Point localization data:
_ _ _

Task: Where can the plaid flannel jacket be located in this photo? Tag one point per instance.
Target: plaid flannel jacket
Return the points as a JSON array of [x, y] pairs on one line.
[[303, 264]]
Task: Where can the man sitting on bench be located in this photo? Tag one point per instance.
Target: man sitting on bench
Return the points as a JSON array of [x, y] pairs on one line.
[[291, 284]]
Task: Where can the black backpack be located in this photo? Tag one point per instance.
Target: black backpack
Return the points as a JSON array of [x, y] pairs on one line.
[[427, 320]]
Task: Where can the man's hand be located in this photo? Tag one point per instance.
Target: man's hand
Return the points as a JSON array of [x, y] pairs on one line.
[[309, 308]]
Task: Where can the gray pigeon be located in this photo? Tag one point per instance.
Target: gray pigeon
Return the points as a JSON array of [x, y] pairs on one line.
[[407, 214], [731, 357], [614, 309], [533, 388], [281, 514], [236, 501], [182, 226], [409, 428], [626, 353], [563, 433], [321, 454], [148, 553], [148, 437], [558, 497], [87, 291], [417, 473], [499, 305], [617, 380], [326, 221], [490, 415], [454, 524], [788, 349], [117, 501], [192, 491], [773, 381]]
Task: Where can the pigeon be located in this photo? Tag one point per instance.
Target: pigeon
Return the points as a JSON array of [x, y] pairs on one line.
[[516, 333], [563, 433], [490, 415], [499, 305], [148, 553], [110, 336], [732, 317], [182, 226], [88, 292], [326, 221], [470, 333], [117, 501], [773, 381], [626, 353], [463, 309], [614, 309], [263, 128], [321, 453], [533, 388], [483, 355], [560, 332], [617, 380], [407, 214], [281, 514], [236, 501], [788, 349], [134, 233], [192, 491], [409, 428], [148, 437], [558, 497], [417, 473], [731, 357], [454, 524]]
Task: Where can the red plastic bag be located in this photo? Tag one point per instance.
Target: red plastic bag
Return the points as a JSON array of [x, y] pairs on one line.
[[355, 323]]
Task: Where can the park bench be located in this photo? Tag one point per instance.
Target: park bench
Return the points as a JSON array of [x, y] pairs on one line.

_ _ _

◆ Requirement
Which lines in the records above contain the string "pigeon"? Copy each one.

◆ Solution below
Task: Where can the gray pigeon be located in this photo? Tag one point per instance.
Target: gray pigeon
Task: Where can the pigeon be located in this photo? Tag one point per instance.
Target: pigeon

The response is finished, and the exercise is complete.